## Text segment
+ + +
Bumin and Günal investigated the ADL of children with autism and reported that when compared to their healthy peers, children with autism showed more dependence in the self-care, mobility, and cognition parameters (18). These findings show great similarity to our results. Deficiencies in coordination, balance, and hand skills may eventually cause restrictions in ADL, which may lead to communication problems with their environment causing additional problems in participating in ADL. Relatively, children with NDD’s without physical disabilities are neither dependent nor active in everyday life when compared to their healthy peers. We have observed that children who had better physical and mental health and those who were more confident were more independent in ADL.

5.3. The Relationship Between WeeFIM and Motor Performance in Children with NDD’s

Summers et al. reported that motor problems encountered in children with DCD affected ADL, especially in the self-care parameters, and parental support was essential (22). Rodger et al. stated that the decrease in motor performance had a negative influence on ADL (23). According to Jasmin et al. when the correlation between motor performance and ADL was examined a weak correlation was found amongst fine motor skills and the self-care parameter of ADL (21). Volman et al. stated that a correlation was found amongst the self-care parameter of ADL and upper extremity dexterity and coordination in children with Down syndrome (24).

In our study, we found that children who had low scores on the BOTMP-SF subtests showed more dependence on the WeeFIM parameters. There are studies that have concluded that disabilities cause negative effects on activity and social participation in life and ADL in children with NDDs (25, 26). In addition, it has been stated that participation in physical activity could have substantial health benefits by increasing mobility and social participation and may lead to a reduction in the need for personal assistance in performing ADL in youth with disabilities (27).
+ + +
Excerpts from a dataset
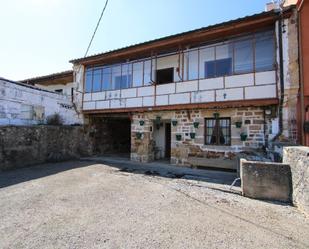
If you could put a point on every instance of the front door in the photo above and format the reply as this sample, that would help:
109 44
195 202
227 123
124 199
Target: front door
168 140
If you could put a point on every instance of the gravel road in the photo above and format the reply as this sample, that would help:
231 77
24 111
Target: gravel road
92 205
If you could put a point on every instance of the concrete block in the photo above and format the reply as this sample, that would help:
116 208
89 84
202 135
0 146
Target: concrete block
165 89
180 98
162 100
260 92
188 86
229 94
265 180
264 78
145 91
239 80
213 83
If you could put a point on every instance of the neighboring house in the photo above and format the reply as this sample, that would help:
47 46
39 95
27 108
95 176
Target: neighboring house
303 20
22 104
61 82
207 93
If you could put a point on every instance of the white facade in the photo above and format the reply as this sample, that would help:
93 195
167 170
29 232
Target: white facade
25 105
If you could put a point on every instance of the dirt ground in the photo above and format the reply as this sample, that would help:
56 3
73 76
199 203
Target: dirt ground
93 205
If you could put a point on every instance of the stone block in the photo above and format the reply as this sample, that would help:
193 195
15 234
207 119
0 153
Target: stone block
265 180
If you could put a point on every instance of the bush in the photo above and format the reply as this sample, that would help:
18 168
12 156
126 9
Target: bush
54 119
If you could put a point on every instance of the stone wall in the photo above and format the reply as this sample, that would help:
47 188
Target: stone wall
265 180
21 146
298 159
142 149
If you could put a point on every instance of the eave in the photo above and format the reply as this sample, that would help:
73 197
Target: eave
190 38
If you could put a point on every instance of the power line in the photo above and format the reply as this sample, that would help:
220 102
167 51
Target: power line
96 28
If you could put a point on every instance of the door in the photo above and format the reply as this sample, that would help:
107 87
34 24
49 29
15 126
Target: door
168 140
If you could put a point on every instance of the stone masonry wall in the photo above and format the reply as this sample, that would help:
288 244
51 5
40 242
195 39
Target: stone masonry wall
142 149
298 159
22 146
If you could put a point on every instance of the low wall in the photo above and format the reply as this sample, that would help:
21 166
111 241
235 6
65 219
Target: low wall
266 180
21 146
298 158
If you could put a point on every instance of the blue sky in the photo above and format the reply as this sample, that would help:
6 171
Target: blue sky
39 37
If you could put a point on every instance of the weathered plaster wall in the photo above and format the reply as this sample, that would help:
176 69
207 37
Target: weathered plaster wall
21 146
291 78
66 88
24 105
142 149
298 159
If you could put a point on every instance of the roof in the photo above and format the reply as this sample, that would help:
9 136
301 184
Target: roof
271 15
55 78
26 85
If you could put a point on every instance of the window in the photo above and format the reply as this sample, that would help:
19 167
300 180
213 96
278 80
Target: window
107 78
218 131
148 72
88 80
138 74
264 51
243 61
217 61
224 60
207 62
116 77
96 85
165 75
126 75
191 62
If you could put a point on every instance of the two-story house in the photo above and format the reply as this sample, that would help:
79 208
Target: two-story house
207 93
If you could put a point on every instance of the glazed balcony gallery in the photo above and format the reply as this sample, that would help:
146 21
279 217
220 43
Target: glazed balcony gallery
241 55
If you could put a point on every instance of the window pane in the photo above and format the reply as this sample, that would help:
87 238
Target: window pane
138 74
126 78
218 131
107 84
243 60
192 59
224 60
88 81
96 85
116 77
264 51
147 72
207 58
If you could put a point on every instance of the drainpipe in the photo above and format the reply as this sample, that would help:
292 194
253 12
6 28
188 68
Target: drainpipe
281 73
301 80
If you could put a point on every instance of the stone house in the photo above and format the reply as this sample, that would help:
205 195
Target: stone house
205 94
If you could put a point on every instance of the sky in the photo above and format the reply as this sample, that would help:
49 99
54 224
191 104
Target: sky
39 37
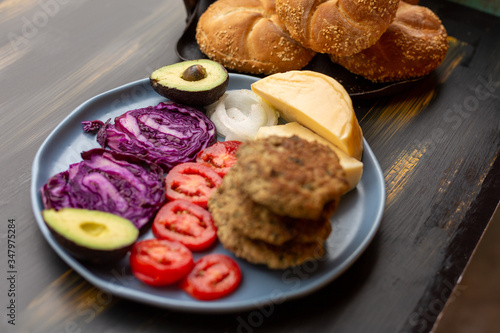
+ + +
## Exercise prompt
Please rewrite the stretch of the passage on motor performance and daily living from "In our study, we" through "with disabilities (27).", changing "substantial" to "considerable".

## Result of the exercise
In our study, we found that children who had low scores on the BOTMP-SF subtests showed more dependence on the WeeFIM parameters. There are studies that have concluded that disabilities cause negative effects on activity and social participation in life and ADL in children with NDDs (25, 26). In addition, it has been stated that participation in physical activity could have considerable health benefits by increasing mobility and social participation and may lead to a reduction in the need for personal assistance in performing ADL in youth with disabilities (27).